## REQUIRED WORK
Start your answer with the line containing "Roadside-survey request: point out the white" and end it with the last line of the records below, retyping every line between exactly and adding nothing.

____ DATA SHOWN

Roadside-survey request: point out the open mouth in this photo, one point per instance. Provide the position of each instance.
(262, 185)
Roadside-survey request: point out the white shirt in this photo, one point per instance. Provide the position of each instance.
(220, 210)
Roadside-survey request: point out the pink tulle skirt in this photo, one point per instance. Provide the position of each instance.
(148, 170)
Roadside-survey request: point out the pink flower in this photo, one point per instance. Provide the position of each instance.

________

## SOLUTION
Roadside-survey request: point out the white shirt in this photo, one point per instance. Provide the position of each instance.
(220, 210)
Roadside-survey request: point out the pink tulle skirt in this photo, one point per instance. Provide the position of each instance.
(148, 170)
Roadside-survey request: point out the pink flower in this photo, one point per instance. Provide the position of each instance.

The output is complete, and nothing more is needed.